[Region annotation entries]
______

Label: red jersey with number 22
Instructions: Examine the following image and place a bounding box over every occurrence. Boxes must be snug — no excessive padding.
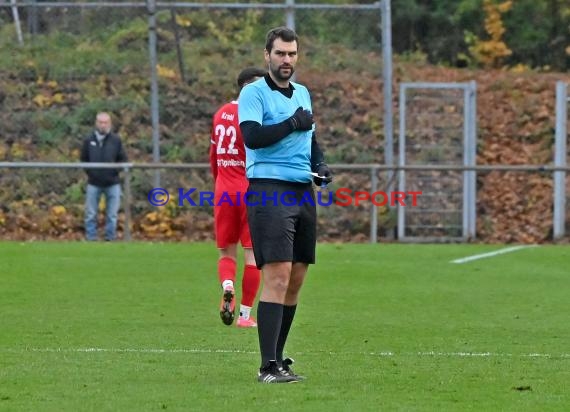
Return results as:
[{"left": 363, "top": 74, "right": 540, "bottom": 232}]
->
[{"left": 206, "top": 100, "right": 248, "bottom": 197}]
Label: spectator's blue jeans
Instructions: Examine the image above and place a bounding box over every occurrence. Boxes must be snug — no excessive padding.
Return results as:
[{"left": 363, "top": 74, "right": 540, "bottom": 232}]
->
[{"left": 85, "top": 184, "right": 121, "bottom": 240}]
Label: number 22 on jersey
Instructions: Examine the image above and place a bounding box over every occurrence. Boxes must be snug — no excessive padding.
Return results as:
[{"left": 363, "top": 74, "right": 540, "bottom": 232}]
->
[{"left": 214, "top": 124, "right": 238, "bottom": 155}]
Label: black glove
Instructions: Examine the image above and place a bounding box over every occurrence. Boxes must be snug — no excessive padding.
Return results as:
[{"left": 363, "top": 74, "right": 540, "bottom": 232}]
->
[
  {"left": 313, "top": 163, "right": 332, "bottom": 186},
  {"left": 289, "top": 107, "right": 313, "bottom": 130}
]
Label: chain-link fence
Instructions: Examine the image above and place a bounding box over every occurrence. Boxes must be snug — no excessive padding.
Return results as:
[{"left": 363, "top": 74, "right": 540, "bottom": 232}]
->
[{"left": 0, "top": 1, "right": 391, "bottom": 240}]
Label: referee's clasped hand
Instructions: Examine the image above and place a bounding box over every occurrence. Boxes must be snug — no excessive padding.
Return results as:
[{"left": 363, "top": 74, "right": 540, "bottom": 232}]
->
[
  {"left": 313, "top": 163, "right": 332, "bottom": 186},
  {"left": 289, "top": 107, "right": 313, "bottom": 130}
]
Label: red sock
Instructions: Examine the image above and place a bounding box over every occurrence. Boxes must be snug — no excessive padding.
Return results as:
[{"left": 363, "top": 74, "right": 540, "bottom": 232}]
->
[
  {"left": 218, "top": 256, "right": 236, "bottom": 285},
  {"left": 241, "top": 265, "right": 261, "bottom": 307}
]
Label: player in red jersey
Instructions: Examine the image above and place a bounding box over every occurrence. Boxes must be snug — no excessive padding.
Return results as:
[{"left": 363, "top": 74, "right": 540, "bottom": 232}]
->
[{"left": 210, "top": 67, "right": 266, "bottom": 327}]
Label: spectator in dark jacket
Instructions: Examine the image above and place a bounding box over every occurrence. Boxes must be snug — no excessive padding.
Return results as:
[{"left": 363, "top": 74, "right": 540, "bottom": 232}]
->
[{"left": 80, "top": 112, "right": 127, "bottom": 241}]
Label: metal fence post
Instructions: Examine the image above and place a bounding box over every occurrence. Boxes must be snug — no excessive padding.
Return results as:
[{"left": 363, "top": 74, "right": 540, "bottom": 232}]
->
[
  {"left": 146, "top": 0, "right": 160, "bottom": 187},
  {"left": 123, "top": 166, "right": 131, "bottom": 242},
  {"left": 370, "top": 166, "right": 378, "bottom": 243},
  {"left": 381, "top": 0, "right": 395, "bottom": 240},
  {"left": 552, "top": 81, "right": 568, "bottom": 239}
]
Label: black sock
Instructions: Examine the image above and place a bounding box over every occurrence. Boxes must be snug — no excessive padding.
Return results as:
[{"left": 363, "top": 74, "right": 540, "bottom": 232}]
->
[
  {"left": 275, "top": 305, "right": 297, "bottom": 364},
  {"left": 257, "top": 302, "right": 283, "bottom": 367}
]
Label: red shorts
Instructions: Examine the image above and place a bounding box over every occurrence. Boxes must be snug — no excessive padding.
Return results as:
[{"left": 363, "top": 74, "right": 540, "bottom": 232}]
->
[{"left": 214, "top": 195, "right": 251, "bottom": 248}]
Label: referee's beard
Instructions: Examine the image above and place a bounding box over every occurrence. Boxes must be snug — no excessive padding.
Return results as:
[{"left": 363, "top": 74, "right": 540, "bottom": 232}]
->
[{"left": 269, "top": 64, "right": 295, "bottom": 81}]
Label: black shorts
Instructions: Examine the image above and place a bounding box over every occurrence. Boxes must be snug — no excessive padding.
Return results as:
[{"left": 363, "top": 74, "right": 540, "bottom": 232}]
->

______

# [What this task involves]
Show every line in the items above that contains the word "shorts", with case counting.

# [Written solution]
Label: red shorts
Label: black shorts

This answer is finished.